= STATED EXERCISE =
Locate each line in the data below that contains the string "white" and copy those lines out in full. Case counts when matching.

= GIVEN ENTRIES =
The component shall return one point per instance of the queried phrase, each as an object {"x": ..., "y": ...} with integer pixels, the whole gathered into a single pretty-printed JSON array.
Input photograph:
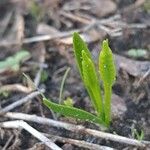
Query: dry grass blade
[
  {"x": 78, "y": 128},
  {"x": 34, "y": 132}
]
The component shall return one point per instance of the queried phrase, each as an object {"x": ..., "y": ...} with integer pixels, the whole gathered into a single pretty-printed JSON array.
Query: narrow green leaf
[
  {"x": 106, "y": 65},
  {"x": 108, "y": 75},
  {"x": 92, "y": 83},
  {"x": 72, "y": 112},
  {"x": 78, "y": 46}
]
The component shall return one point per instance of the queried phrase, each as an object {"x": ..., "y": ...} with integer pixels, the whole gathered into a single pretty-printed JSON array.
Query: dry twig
[
  {"x": 34, "y": 132},
  {"x": 78, "y": 143},
  {"x": 77, "y": 128},
  {"x": 20, "y": 102}
]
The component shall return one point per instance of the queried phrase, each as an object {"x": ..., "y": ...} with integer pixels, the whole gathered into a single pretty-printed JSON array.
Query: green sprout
[
  {"x": 91, "y": 80},
  {"x": 137, "y": 135}
]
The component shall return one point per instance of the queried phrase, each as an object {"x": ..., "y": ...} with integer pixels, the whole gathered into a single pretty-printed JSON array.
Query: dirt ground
[{"x": 44, "y": 28}]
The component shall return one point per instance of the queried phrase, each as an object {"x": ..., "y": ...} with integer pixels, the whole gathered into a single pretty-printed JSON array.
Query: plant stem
[{"x": 107, "y": 103}]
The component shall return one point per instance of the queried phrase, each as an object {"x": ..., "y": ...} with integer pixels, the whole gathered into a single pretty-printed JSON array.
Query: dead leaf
[
  {"x": 89, "y": 36},
  {"x": 101, "y": 8},
  {"x": 133, "y": 67},
  {"x": 44, "y": 29}
]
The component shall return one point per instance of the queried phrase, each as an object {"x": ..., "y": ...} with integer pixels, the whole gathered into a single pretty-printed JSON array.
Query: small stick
[
  {"x": 15, "y": 87},
  {"x": 78, "y": 143},
  {"x": 34, "y": 132},
  {"x": 20, "y": 102},
  {"x": 77, "y": 128},
  {"x": 8, "y": 142}
]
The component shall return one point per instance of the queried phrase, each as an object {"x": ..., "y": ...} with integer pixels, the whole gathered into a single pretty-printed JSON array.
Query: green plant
[
  {"x": 137, "y": 135},
  {"x": 90, "y": 78}
]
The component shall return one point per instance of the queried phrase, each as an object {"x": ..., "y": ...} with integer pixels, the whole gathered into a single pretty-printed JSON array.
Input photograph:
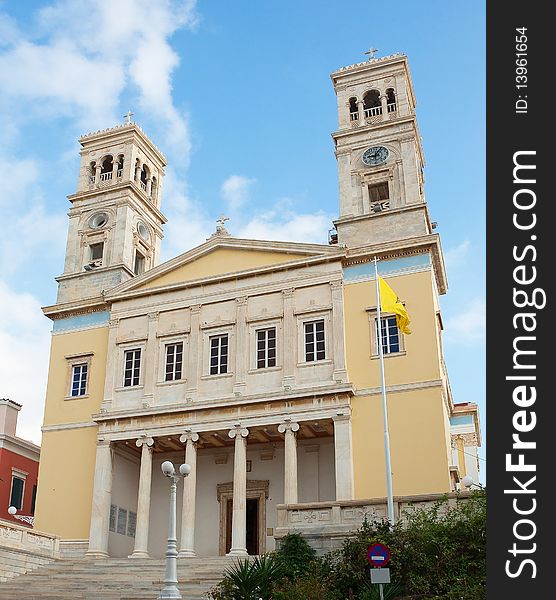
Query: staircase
[{"x": 114, "y": 579}]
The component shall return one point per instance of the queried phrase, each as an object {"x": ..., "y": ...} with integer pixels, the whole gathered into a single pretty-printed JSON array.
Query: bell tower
[
  {"x": 379, "y": 153},
  {"x": 115, "y": 223}
]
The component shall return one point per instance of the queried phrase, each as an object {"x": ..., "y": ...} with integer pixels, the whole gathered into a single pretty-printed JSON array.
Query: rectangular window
[
  {"x": 33, "y": 499},
  {"x": 139, "y": 266},
  {"x": 174, "y": 360},
  {"x": 131, "y": 523},
  {"x": 219, "y": 354},
  {"x": 132, "y": 366},
  {"x": 112, "y": 522},
  {"x": 314, "y": 341},
  {"x": 97, "y": 251},
  {"x": 390, "y": 335},
  {"x": 79, "y": 379},
  {"x": 378, "y": 192},
  {"x": 16, "y": 497},
  {"x": 266, "y": 348},
  {"x": 121, "y": 523}
]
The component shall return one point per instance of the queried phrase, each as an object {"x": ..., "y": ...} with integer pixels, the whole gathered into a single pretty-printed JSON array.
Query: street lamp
[
  {"x": 170, "y": 590},
  {"x": 469, "y": 483}
]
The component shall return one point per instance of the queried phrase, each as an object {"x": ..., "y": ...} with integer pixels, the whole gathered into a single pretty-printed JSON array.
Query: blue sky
[{"x": 238, "y": 96}]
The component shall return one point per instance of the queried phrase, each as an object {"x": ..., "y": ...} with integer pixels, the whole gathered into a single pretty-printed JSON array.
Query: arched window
[
  {"x": 92, "y": 171},
  {"x": 371, "y": 103},
  {"x": 391, "y": 100},
  {"x": 353, "y": 109},
  {"x": 120, "y": 165},
  {"x": 145, "y": 174},
  {"x": 106, "y": 169}
]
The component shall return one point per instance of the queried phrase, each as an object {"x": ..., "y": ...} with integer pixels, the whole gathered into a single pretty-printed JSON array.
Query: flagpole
[{"x": 389, "y": 493}]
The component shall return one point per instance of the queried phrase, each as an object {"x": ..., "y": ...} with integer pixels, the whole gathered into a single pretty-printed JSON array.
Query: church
[{"x": 255, "y": 362}]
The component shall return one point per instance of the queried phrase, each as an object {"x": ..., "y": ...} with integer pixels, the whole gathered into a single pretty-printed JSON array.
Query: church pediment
[{"x": 221, "y": 257}]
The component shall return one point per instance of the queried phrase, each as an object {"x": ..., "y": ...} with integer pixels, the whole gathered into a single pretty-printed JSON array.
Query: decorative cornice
[{"x": 238, "y": 430}]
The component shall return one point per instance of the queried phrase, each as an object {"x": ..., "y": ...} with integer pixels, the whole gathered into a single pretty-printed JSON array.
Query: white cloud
[
  {"x": 288, "y": 226},
  {"x": 235, "y": 190},
  {"x": 469, "y": 326},
  {"x": 89, "y": 55},
  {"x": 24, "y": 351}
]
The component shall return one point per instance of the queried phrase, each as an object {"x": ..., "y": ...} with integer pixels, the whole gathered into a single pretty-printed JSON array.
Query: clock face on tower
[{"x": 376, "y": 155}]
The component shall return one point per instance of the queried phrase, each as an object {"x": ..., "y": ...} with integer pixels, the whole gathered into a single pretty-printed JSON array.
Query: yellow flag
[{"x": 389, "y": 302}]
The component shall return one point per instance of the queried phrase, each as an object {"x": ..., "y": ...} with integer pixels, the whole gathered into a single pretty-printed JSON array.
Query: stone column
[
  {"x": 339, "y": 353},
  {"x": 361, "y": 110},
  {"x": 290, "y": 460},
  {"x": 241, "y": 355},
  {"x": 111, "y": 365},
  {"x": 193, "y": 350},
  {"x": 290, "y": 339},
  {"x": 102, "y": 495},
  {"x": 384, "y": 102},
  {"x": 239, "y": 507},
  {"x": 140, "y": 549},
  {"x": 343, "y": 457},
  {"x": 187, "y": 544},
  {"x": 150, "y": 361}
]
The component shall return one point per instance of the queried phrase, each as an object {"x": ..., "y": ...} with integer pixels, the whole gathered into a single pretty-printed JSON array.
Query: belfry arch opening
[
  {"x": 106, "y": 168},
  {"x": 391, "y": 100},
  {"x": 353, "y": 109},
  {"x": 371, "y": 103}
]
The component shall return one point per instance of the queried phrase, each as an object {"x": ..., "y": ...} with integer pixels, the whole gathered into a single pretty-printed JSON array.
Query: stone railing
[
  {"x": 326, "y": 524},
  {"x": 16, "y": 537}
]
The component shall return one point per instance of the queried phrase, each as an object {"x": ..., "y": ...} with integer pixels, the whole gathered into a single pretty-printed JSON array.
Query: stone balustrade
[
  {"x": 326, "y": 524},
  {"x": 16, "y": 537}
]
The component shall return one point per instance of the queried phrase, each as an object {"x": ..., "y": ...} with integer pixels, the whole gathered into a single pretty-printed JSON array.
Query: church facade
[{"x": 256, "y": 362}]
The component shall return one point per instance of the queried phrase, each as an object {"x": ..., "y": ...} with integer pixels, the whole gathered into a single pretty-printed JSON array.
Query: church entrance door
[
  {"x": 252, "y": 526},
  {"x": 255, "y": 522}
]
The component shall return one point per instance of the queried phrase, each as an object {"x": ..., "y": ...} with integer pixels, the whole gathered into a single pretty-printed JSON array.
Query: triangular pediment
[{"x": 221, "y": 257}]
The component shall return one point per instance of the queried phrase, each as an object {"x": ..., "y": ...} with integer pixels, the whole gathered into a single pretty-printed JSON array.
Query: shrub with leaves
[{"x": 295, "y": 556}]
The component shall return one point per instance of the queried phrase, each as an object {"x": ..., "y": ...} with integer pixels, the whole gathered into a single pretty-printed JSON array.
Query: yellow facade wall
[
  {"x": 65, "y": 487},
  {"x": 420, "y": 360},
  {"x": 417, "y": 444},
  {"x": 220, "y": 262},
  {"x": 58, "y": 408},
  {"x": 419, "y": 439},
  {"x": 66, "y": 469}
]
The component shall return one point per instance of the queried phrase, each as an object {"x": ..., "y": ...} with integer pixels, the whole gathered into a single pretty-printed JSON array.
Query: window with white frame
[
  {"x": 314, "y": 341},
  {"x": 174, "y": 361},
  {"x": 79, "y": 376},
  {"x": 390, "y": 335},
  {"x": 218, "y": 354},
  {"x": 132, "y": 367},
  {"x": 266, "y": 348},
  {"x": 16, "y": 495}
]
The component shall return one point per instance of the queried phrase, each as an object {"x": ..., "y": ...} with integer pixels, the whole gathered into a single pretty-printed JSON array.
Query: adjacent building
[
  {"x": 254, "y": 361},
  {"x": 19, "y": 466}
]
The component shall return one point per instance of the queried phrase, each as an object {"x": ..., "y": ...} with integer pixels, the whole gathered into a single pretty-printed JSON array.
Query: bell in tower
[
  {"x": 379, "y": 153},
  {"x": 115, "y": 223}
]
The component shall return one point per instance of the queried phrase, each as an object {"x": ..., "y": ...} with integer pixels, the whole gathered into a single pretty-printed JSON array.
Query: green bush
[
  {"x": 436, "y": 554},
  {"x": 295, "y": 556}
]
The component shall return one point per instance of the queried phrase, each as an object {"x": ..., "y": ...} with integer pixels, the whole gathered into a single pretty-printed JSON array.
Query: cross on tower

= CORRECT RESPONSE =
Query: white cloud
Query: window with white frame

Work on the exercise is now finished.